Saved data entries:
● ● ● ● ●

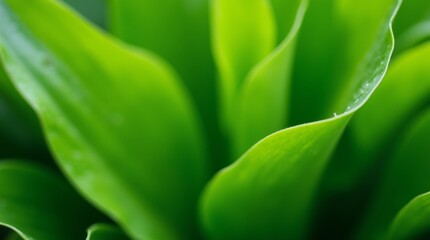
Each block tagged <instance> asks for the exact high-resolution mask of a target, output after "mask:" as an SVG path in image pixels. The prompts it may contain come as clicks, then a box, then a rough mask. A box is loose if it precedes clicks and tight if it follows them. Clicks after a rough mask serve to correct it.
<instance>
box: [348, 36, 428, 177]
mask: <svg viewBox="0 0 430 240" xmlns="http://www.w3.org/2000/svg"><path fill="white" fill-rule="evenodd" d="M429 57H430V43H426V44H423V45H420V46H419V47H416V48H414V49H411V50H410V51H407V52H405V53H403V54H401V55H399V56H398V57H397V58H396V59H395V60H394V61H393V63H392V64H391V66H390V69H389V71H388V73H387V76H386V77H385V79H384V81H383V82H382V83H381V86H380V87H379V88H378V89H377V90H376V91H375V94H374V95H373V96H372V98H370V100H369V102H368V103H367V104H366V105H365V106H364V107H363V109H362V110H360V112H358V113H357V115H356V116H355V117H354V119H353V121H352V122H351V133H352V134H351V136H352V141H353V142H354V146H355V148H356V149H355V150H354V151H355V152H354V153H355V154H354V155H355V156H354V159H355V160H354V161H351V162H354V165H351V166H350V167H349V168H348V169H349V170H346V171H345V172H347V173H348V176H347V178H345V179H344V182H354V181H356V179H357V178H359V177H360V176H363V174H364V173H365V171H366V170H367V169H369V168H370V166H371V165H372V164H373V162H372V160H374V158H373V157H372V155H375V153H378V151H381V150H382V151H384V146H385V145H387V144H389V143H390V142H391V140H392V139H393V137H395V136H396V135H397V134H398V132H399V129H401V128H402V126H403V125H404V124H405V123H407V122H408V120H409V119H410V118H411V116H414V114H415V113H416V112H417V111H419V110H420V108H421V107H422V106H423V105H424V104H425V103H426V101H428V96H429V94H430V80H429V78H430V69H429V67H428V64H427V59H428V58H429ZM387 106H395V107H387ZM381 116H384V117H383V118H382V117H381ZM388 148H391V147H390V146H388Z"/></svg>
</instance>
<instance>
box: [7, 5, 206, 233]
mask: <svg viewBox="0 0 430 240" xmlns="http://www.w3.org/2000/svg"><path fill="white" fill-rule="evenodd" d="M29 4H31V5H30V7H29ZM0 6H1V8H0V11H1V14H0V17H1V20H0V23H1V24H2V27H1V28H2V30H3V31H2V34H1V35H0V36H1V37H0V41H1V44H2V45H3V46H4V47H5V51H4V53H3V56H4V60H5V62H6V63H7V64H8V66H9V71H10V72H12V76H14V77H15V80H17V82H16V83H17V84H18V88H19V89H21V90H23V89H29V90H30V91H28V92H27V91H26V94H25V97H26V98H27V99H28V100H29V102H30V103H31V104H32V105H33V106H34V108H35V110H36V112H38V114H39V115H40V116H41V121H42V123H43V125H44V128H45V131H46V133H47V136H48V141H49V142H50V145H51V147H52V148H53V149H54V153H55V155H56V157H57V160H58V161H59V163H60V165H61V167H62V168H63V170H64V171H65V172H66V173H67V174H68V175H69V177H70V178H72V179H73V181H74V182H75V184H76V185H78V186H79V188H80V190H81V191H82V192H83V193H84V194H85V195H86V196H87V197H88V198H90V199H91V201H93V202H94V203H95V204H97V205H98V206H100V207H101V208H103V209H104V210H105V211H107V212H108V213H109V215H111V216H112V217H113V218H114V219H116V220H118V221H119V222H121V224H122V225H123V226H124V227H126V228H128V230H129V231H130V232H131V233H132V234H133V235H134V236H135V237H140V238H142V237H144V236H152V238H172V235H174V234H176V232H180V231H185V232H187V231H190V230H188V229H189V228H192V227H193V222H194V217H193V216H194V214H193V213H194V210H195V208H196V202H197V197H198V193H199V192H200V191H201V190H202V187H203V184H204V181H205V180H206V179H207V175H206V172H207V170H206V169H205V163H204V160H205V153H204V145H203V142H202V139H201V138H200V132H199V130H200V128H199V124H198V123H197V122H196V120H195V118H194V114H193V112H192V110H191V107H190V103H189V101H188V99H187V96H186V95H185V94H184V92H183V89H182V87H181V86H179V84H178V81H177V80H176V76H175V74H174V73H173V72H172V71H171V70H170V69H169V68H168V67H166V66H165V64H164V63H163V62H162V61H161V60H159V59H158V58H156V57H154V56H153V55H151V54H148V53H145V52H133V51H131V50H130V49H129V48H128V47H126V46H122V45H121V44H117V43H116V42H115V41H114V40H111V39H110V38H109V37H107V36H105V35H104V34H102V33H100V32H98V31H96V30H95V29H93V28H91V27H90V26H88V25H87V24H86V23H84V22H83V21H82V20H81V19H79V18H77V17H76V16H75V15H74V14H72V13H71V12H69V11H67V9H65V8H64V7H62V6H61V5H59V4H57V3H54V2H52V1H46V0H37V1H32V2H31V3H28V2H27V1H7V2H6V1H2V2H1V5H0ZM10 8H11V9H13V10H14V12H16V15H12V14H11V12H10V10H9V9H10ZM40 14H43V16H46V17H45V18H39V17H37V16H38V15H40ZM48 16H51V17H48ZM55 16H61V17H55ZM18 18H19V19H20V20H18ZM34 18H36V19H37V20H34ZM50 18H54V19H55V18H58V21H56V25H55V26H54V25H50V24H49V21H50V20H49V19H50ZM22 24H26V25H25V26H26V28H23V27H22ZM49 26H51V27H49ZM58 28H60V29H63V31H65V33H64V34H61V35H58V34H54V33H55V32H56V31H57V29H58ZM29 31H30V32H31V33H30V32H29ZM49 32H51V34H44V33H49ZM15 38H18V39H20V41H16V40H15ZM36 39H37V40H36ZM88 39H91V40H90V41H88ZM68 42H73V43H74V44H73V46H72V45H69V47H67V46H68ZM42 46H48V47H49V50H44V47H42ZM78 49H80V50H78ZM107 53H108V54H109V56H107V55H106V54H107ZM32 59H37V60H36V61H34V60H32ZM95 69H97V70H95ZM138 69H139V70H140V71H137V70H138ZM36 79H37V80H36ZM58 80H62V81H58ZM76 92H78V93H79V94H78V95H76V94H75V93H76ZM142 104H145V105H146V106H148V107H145V108H142V107H141V105H142ZM173 119H174V121H172V120H173ZM150 159H153V160H152V161H151V160H150ZM180 169H182V170H180ZM142 179H146V180H144V181H142ZM159 182H163V183H164V184H166V185H167V186H169V187H166V188H159V187H158V184H159ZM112 193H114V194H112ZM171 199H174V201H171ZM140 216H146V217H145V218H146V219H148V221H147V222H144V221H141V219H140ZM172 225H174V226H178V225H179V226H180V225H183V226H182V227H180V228H179V229H173V227H172ZM174 232H175V233H174Z"/></svg>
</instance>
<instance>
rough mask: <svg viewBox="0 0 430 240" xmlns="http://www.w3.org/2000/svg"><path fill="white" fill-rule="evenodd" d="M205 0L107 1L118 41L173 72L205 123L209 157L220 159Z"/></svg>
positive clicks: (217, 125)
mask: <svg viewBox="0 0 430 240" xmlns="http://www.w3.org/2000/svg"><path fill="white" fill-rule="evenodd" d="M209 2H210V1H208V0H159V1H154V0H111V1H110V4H109V21H110V28H111V30H112V32H113V33H114V34H115V35H117V36H118V37H119V38H121V39H123V40H125V41H127V42H129V43H132V44H135V45H137V46H140V47H142V48H144V49H147V50H149V51H152V52H154V53H157V54H158V55H160V56H161V57H163V59H165V60H167V61H168V62H169V63H170V64H172V65H173V66H174V68H175V69H176V70H177V71H178V73H179V75H180V76H181V78H182V80H183V82H184V83H185V85H186V86H187V88H188V89H189V90H190V94H191V97H192V98H193V100H194V102H195V104H196V106H197V109H198V110H199V113H200V115H201V117H202V119H203V120H204V121H203V123H204V124H205V130H206V134H207V135H208V141H211V144H210V147H212V148H214V149H212V154H211V155H219V154H220V153H219V152H220V151H221V150H220V147H218V146H217V145H219V142H220V141H221V140H219V136H218V135H219V130H218V119H217V116H216V114H217V110H216V108H217V106H216V86H215V75H216V74H215V66H214V63H213V59H212V56H211V50H210V42H209V36H210V32H209Z"/></svg>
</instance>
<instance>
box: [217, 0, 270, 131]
mask: <svg viewBox="0 0 430 240" xmlns="http://www.w3.org/2000/svg"><path fill="white" fill-rule="evenodd" d="M211 14H212V41H213V46H212V49H213V54H214V57H215V61H216V63H217V67H218V70H219V74H220V80H219V82H220V84H219V85H220V102H221V112H220V114H221V119H222V124H223V127H224V128H225V129H224V130H225V131H227V133H228V134H231V133H232V131H233V129H234V117H235V114H234V113H235V106H234V104H235V100H236V95H237V92H238V91H239V89H240V88H241V86H242V85H243V83H244V81H245V78H246V76H247V75H248V74H249V72H250V71H251V69H252V68H253V67H254V66H255V65H256V64H257V63H259V62H260V61H261V60H262V59H263V58H264V57H266V55H268V54H269V53H270V52H271V51H272V50H273V49H274V47H275V43H276V26H275V19H274V16H273V12H272V8H271V4H270V2H269V1H268V0H251V1H249V0H247V1H229V0H215V1H213V3H212V13H211Z"/></svg>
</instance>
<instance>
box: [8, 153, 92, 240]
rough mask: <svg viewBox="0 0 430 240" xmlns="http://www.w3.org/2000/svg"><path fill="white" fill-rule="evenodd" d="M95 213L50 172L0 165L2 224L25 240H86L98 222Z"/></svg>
mask: <svg viewBox="0 0 430 240" xmlns="http://www.w3.org/2000/svg"><path fill="white" fill-rule="evenodd" d="M41 193H43V194H41ZM91 214H94V212H93V210H92V209H91V208H90V206H89V205H88V204H87V203H86V202H85V201H83V199H81V198H80V196H79V195H78V194H76V192H74V191H73V190H72V188H71V187H70V186H69V185H67V184H66V183H65V181H64V180H63V179H61V178H59V177H58V176H56V175H55V174H53V173H51V172H50V171H48V170H46V169H43V168H40V167H38V166H35V165H33V164H28V163H24V162H21V161H17V160H7V161H2V162H1V163H0V225H4V226H8V227H11V228H12V229H14V230H15V231H16V232H18V233H19V235H21V237H22V238H24V239H25V240H31V239H52V240H54V239H65V240H66V239H70V240H73V239H83V238H84V237H85V229H86V227H87V225H88V224H91V222H92V221H94V220H96V219H95V218H93V217H91ZM65 220H67V221H65Z"/></svg>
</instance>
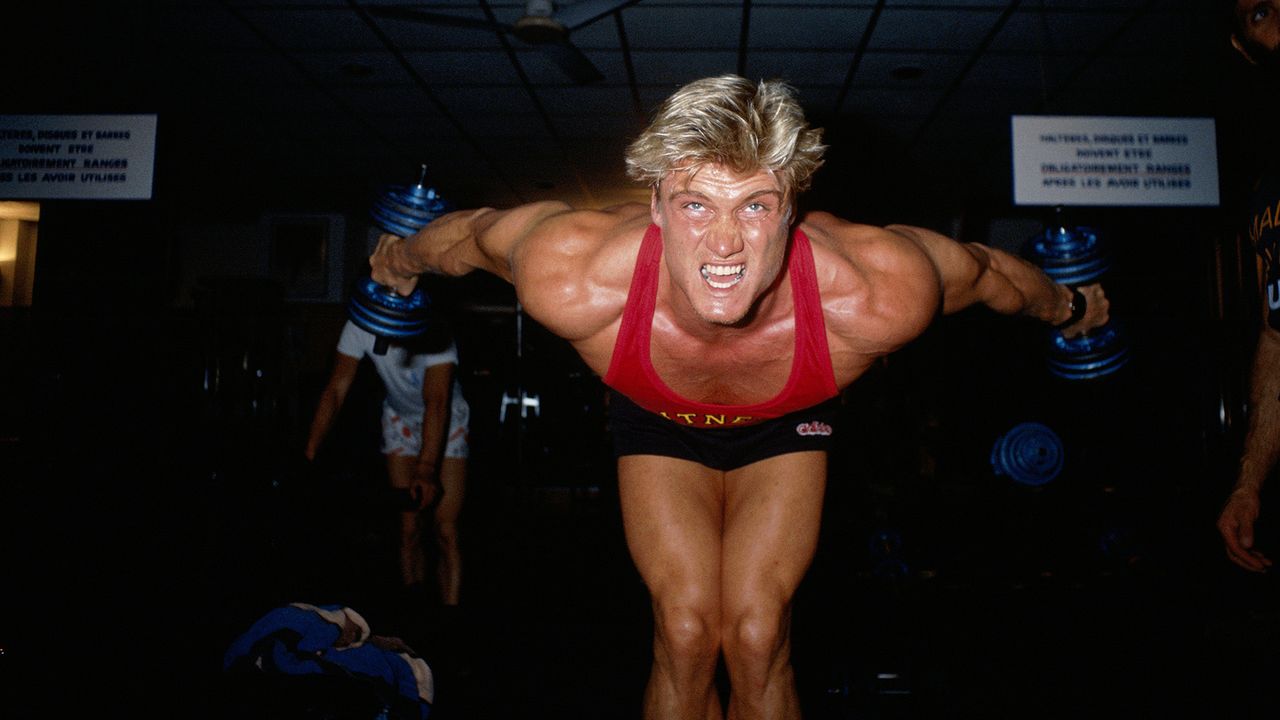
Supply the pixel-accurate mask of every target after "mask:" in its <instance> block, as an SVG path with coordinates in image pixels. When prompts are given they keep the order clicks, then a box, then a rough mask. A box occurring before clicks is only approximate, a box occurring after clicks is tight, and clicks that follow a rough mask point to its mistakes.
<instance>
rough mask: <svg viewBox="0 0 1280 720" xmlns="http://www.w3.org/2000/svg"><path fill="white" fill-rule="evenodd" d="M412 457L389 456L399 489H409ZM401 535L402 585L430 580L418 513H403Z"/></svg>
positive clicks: (390, 472)
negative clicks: (426, 576)
mask: <svg viewBox="0 0 1280 720" xmlns="http://www.w3.org/2000/svg"><path fill="white" fill-rule="evenodd" d="M416 460H417V457H415V456H412V455H388V456H387V475H388V478H390V482H392V487H393V488H396V489H408V487H410V480H411V478H412V473H413V462H415V461H416ZM399 516H401V533H399V565H401V582H402V583H403V584H404V587H410V585H416V584H421V583H422V582H424V580H426V552H425V550H424V548H422V524H421V518H420V512H419V511H417V510H408V511H402V512H401V514H399Z"/></svg>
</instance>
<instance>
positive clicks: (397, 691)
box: [223, 603, 434, 720]
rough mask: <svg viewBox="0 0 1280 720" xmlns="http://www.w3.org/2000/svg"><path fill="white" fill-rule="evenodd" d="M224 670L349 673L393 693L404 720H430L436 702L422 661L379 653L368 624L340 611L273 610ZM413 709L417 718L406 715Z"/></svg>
mask: <svg viewBox="0 0 1280 720" xmlns="http://www.w3.org/2000/svg"><path fill="white" fill-rule="evenodd" d="M375 639H376V638H375ZM401 647H402V648H403V646H401ZM403 650H406V651H407V650H408V648H403ZM410 652H411V651H410ZM223 669H224V670H228V671H232V670H257V671H262V673H280V674H287V675H312V674H319V675H334V674H342V673H347V674H351V675H357V676H360V678H366V679H372V680H376V682H378V683H380V689H390V691H393V693H394V697H393V698H390V700H394V701H396V702H394V705H396V706H397V710H398V712H399V714H401V715H402V716H406V717H410V716H413V717H417V719H419V720H426V717H429V716H430V711H431V698H433V696H434V687H433V679H431V673H430V670H429V669H428V667H426V664H425V662H424V661H422V660H421V659H419V657H416V656H413V655H411V653H408V652H396V651H393V650H388V648H384V647H378V644H375V642H371V637H370V633H369V626H367V625H366V624H365V621H364V618H361V616H360V615H358V614H357V612H355V611H353V610H351V609H347V607H342V606H337V605H324V606H310V605H302V603H294V605H289V606H284V607H278V609H275V610H271V611H270V612H268V614H266V615H264V616H262V618H261V619H259V620H257V621H256V623H253V625H252V626H250V629H248V632H246V633H244V634H242V635H241V637H238V638H237V639H236V641H234V642H233V643H232V644H230V647H229V648H228V651H227V653H225V655H224V657H223ZM380 694H387V693H380ZM410 707H412V708H413V710H412V715H406V711H407V708H410Z"/></svg>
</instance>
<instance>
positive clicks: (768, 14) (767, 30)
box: [750, 4, 872, 50]
mask: <svg viewBox="0 0 1280 720" xmlns="http://www.w3.org/2000/svg"><path fill="white" fill-rule="evenodd" d="M870 17H872V10H870V8H865V6H863V8H831V6H827V5H826V4H823V5H822V6H808V8H800V6H796V8H771V6H760V8H755V6H753V8H751V27H750V46H751V49H753V50H772V49H785V47H801V49H818V47H823V49H833V50H835V49H842V50H852V49H855V47H858V44H859V42H860V41H861V38H863V32H864V31H865V29H867V23H868V22H869V20H870ZM819 28H820V32H817V31H818V29H819Z"/></svg>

● ● ● ● ●

Task prompt: Reproduce the records word for word, covering the stretch from the line containing "negative clicks: (426, 576)" through the line containing "box: [223, 603, 434, 720]", both included.

Problem solution:
negative clicks: (426, 576)
mask: <svg viewBox="0 0 1280 720" xmlns="http://www.w3.org/2000/svg"><path fill="white" fill-rule="evenodd" d="M416 460H417V457H415V456H412V455H388V456H387V475H388V478H390V482H392V487H393V488H396V489H408V487H410V480H411V478H412V473H413V462H415V461H416ZM399 516H401V533H399V565H401V582H402V583H403V584H404V587H410V585H416V584H421V583H422V582H424V580H426V552H425V550H424V548H422V524H421V518H420V512H419V511H417V510H408V511H402V512H401V514H399Z"/></svg>
</instance>
<instance>
positive clicks: (397, 691)
box: [223, 603, 434, 720]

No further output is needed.